Passage to read:
>> START
Klife - A Kafka client with performance gains over 10x

Announcing Klife: A High-Performance Kafka Client for Elixir

I’m thrilled to share the next chapter in a journey that began a couple of years ago—introducing Klife, a Kafka client for Elixir, designed with a strong focus on performance and efficiency.

Currently, Klife supports producer functionalities, and I’m excited to start designing the consumer system later this year, though it may take some time before it’s ready for release.

The journey began with Klife Protocol, where I explored reimplementing Kafka’s protocol entirely in Elixir. This process opened up new possibilities to optimize the protocol itself, and I found ways to achieve more with less overhead.

Key to Klife’s Performance Gains: Batching

One of Klife’s primary performance improvements is achieved through batching. By bundling data destined for the same broker into a single TCP request, Klife significantly enhances performance, especially in high-throughput scenarios.

In benchmarking against two fantastic, well-established libraries, brod and kafka_ex, Klife achieved up to 15x higher throughput for producing messages. You can find details about the benchmarking setup and results in the project’s documentation.

Key features

Klife includes several features designed to improve both performance and ease of use:

  • Efficient Batching: Batches data to the same broker in a single TCP request per producer.
  • Minimal Resource Usage: Only one connection per broker for each client, optimizing resource usage.
  • Synchronous and Asynchronous Produce Options: Synchronous produces return the offset, while asynchronous produces support callbacks.
  • Batch Produce API: Allows batching for multiple topics and partitions.
  • Automatic Cluster and Metadata Management: Automatically adapts to changes in cluster topology and metadata.
  • Testing Utilities: Includes helper functions for testing against a real broker without complex mocking.
  • Simple Configuration: Streamlined setup for straightforward use.
  • Comprehensive Documentation: Includes examples and explanations of trade-offs.
  • Custom Partitioner per Topic: Configurable partitioning for each topic.
  • Transactional Support: Supports transactions in an Ecto-like style.
  • SASL Authentication: Currently supports plain authentication.
  • Protocol Compatibility: Supports recent protocol versions, with forward compatibility in mind.

Looking ahead

I hope Klife proves useful for those in the community, especially for use cases where producer performance is crucial. While it’s currently producer-only, the efficiency and resource gains might be valuable for some applications.

I’d love to hear any feedback, ideas, or issues you may encounter while trying it out. Thank you to everyone in the Elixir and Kafka communities who has inspired and supported this journey—Klife wouldn’t exist without you! :purple_heart:

hexdocs: README — Klife v0.1.0

42 Likes

This sounds awesome.
>> END
Extracted entries:
>> START
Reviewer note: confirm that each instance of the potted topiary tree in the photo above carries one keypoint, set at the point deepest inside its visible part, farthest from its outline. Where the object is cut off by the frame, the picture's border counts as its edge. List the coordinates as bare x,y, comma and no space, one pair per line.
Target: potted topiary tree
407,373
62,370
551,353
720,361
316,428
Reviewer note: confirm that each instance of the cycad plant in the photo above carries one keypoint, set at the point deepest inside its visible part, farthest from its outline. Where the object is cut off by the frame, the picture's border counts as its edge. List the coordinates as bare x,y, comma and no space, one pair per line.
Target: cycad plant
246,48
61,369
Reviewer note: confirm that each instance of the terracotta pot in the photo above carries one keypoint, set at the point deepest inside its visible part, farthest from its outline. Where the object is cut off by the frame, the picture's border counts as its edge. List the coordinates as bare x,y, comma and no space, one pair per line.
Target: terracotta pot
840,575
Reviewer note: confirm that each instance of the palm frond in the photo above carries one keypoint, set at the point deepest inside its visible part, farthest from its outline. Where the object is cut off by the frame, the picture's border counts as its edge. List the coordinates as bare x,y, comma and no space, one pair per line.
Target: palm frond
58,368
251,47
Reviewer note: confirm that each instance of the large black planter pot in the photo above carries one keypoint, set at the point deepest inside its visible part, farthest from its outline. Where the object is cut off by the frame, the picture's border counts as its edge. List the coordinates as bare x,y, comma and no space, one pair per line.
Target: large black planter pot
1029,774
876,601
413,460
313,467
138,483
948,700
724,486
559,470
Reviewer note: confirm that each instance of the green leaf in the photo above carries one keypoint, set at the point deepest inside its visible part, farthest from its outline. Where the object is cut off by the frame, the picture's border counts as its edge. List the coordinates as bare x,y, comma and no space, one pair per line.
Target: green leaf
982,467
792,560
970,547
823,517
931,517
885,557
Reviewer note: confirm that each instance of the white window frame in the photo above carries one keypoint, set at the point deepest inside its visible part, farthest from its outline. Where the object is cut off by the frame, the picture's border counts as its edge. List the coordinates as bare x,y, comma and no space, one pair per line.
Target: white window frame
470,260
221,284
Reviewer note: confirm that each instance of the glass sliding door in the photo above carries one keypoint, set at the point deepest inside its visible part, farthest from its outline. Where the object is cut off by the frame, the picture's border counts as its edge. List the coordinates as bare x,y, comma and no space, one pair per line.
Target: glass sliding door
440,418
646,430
>> END
>> START
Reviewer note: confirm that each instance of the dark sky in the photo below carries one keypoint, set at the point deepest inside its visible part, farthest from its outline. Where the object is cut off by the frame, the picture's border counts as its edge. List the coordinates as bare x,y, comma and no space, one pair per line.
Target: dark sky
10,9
>> END
Directives:
A – Copy the passage of the Klife announcement from "Key features" up to and including "explanations of trade-offs." word for word.
B – Continue the Klife announcement thread from its last line.

Responses per task:
A –
Key features

Klife includes several features designed to improve both performance and ease of use:

  • Efficient Batching: Batches data to the same broker in a single TCP request per producer.
  • Minimal Resource Usage: Only one connection per broker for each client, optimizing resource usage.
  • Synchronous and Asynchronous Produce Options: Synchronous produces return the offset, while asynchronous produces support callbacks.
  • Batch Produce API: Allows batching for multiple topics and partitions.
  • Automatic Cluster and Metadata Management: Automatically adapts to changes in cluster topology and metadata.
  • Testing Utilities: Includes helper functions for testing against a real broker without complex mocking.
  • Simple Configuration: Streamlined setup for straightforward use.
  • Comprehensive Documentation: Includes examples and explanations of trade-offs.

B –
My biggest problem with the current Kafka consumer libraries is flow control/feedback.

I work with an application that handles billions of messages a day. I am always working at the limits of the systems that I am receiving data into, e.g., Elasticsearch or Postgres. I can receive data from Kafka faster than I can the target systems can handle it. If there is a timeout or other error, then it blows up the connection to Kafka, which needs to be rebuilt.

I end up monitoring the load/insert time on the target system and sleeping before acking the Kafka batch. It would be great to have direct support for this kind of thing in the Kafka client,

This is a problem with Brod, which I mostly use now. Broadway/Flow has similar issues in general. The “demand” mechanism doesn’t deal well with messages that can’t be processed immediately.

2 Likes

This is news to me: the GenStage-based solutions don’t deal well with the fact that messages can’t be consumed as quickly as they are received?

Thanks for sharing! I feel your pain! This isn’t exactly an issue with Broadway itself, but rather a conceptual mismatch between how Kafka operates and certain use cases.

These libraries are designed to work with message queue systems where messages can be individually acknowledged, sometimes even out of order

Kafka, on the other hand, is a streaming system where typical consumers stay at a particular offset and won’t advance unless messages are acknowledged in sequence.

This characteristic of Kafka forces a choice:

  • Don’t acknowledge, and the flow stops.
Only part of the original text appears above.